**WHAT IS ASKED**
Rewrite every line of the records from the one containing "formatted like [125,224]." through the end of the records, inclusive, leaving all other text unchanged but multiplying each answer coordinate by 1.75 and rounding to whole numbers, halves up. Leave the format samples as they are.

Pointing dataset records
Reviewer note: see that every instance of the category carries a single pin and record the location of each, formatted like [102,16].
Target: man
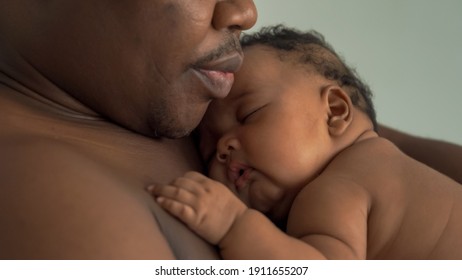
[89,93]
[85,86]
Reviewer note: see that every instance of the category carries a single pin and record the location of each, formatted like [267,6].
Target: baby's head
[311,49]
[288,114]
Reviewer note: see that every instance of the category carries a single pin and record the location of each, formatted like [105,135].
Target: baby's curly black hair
[311,48]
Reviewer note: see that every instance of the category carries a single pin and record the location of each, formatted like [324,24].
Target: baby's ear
[340,113]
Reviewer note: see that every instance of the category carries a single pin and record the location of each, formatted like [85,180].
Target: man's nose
[236,15]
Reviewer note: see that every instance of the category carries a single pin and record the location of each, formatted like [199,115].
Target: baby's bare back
[415,212]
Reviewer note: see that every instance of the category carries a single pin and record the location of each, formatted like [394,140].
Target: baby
[294,144]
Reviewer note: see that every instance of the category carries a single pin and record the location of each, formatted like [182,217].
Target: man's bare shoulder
[58,203]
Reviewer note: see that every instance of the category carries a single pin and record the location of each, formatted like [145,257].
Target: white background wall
[408,51]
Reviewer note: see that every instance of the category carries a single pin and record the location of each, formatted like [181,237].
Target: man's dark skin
[89,93]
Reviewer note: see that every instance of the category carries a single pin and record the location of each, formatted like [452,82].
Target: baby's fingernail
[150,188]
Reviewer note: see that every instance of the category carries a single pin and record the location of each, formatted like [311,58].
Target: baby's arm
[215,213]
[205,205]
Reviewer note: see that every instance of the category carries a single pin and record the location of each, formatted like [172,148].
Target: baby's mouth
[239,175]
[242,180]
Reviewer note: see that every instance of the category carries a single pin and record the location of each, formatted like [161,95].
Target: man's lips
[218,75]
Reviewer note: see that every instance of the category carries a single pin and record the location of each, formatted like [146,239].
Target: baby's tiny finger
[180,210]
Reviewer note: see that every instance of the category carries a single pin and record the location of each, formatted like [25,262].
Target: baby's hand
[206,206]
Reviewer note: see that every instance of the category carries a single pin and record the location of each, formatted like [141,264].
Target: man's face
[152,66]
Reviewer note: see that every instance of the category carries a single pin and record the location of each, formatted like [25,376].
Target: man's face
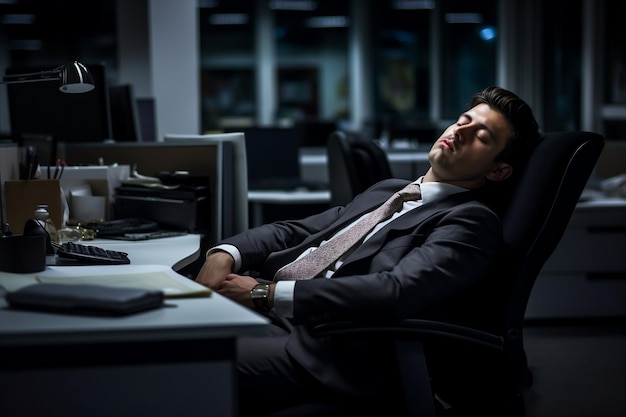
[465,152]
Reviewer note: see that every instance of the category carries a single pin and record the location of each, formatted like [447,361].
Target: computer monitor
[273,158]
[124,116]
[39,108]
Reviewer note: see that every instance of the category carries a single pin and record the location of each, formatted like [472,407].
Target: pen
[56,168]
[62,168]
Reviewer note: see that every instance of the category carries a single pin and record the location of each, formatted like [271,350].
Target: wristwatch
[260,295]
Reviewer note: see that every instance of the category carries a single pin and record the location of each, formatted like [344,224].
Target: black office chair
[353,165]
[473,362]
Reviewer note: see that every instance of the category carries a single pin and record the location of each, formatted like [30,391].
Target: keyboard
[91,254]
[122,227]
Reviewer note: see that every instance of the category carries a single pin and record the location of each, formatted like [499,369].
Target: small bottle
[42,216]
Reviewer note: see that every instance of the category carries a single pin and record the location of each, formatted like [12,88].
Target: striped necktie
[317,261]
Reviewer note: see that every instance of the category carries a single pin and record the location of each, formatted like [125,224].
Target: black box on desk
[186,208]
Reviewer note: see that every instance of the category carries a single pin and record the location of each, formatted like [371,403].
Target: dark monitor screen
[314,133]
[39,108]
[124,123]
[272,156]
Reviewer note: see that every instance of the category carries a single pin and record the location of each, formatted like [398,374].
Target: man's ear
[500,172]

**TASK SOLUTION**
Reviewer note: see that every instance of the category carries a single pin and record the location of each, formatted like [125,224].
Target: black box on desk
[326,364]
Reviewer note: see that every instance of the category carries a single pin and record the location of each, formatted like [371,403].
Target: dark monitor screen
[550,233]
[68,189]
[217,215]
[476,273]
Reviewer note: see that every instance of the category carries a single pin and record the location of each, formatted like [398,374].
Target: man's ear
[875,301]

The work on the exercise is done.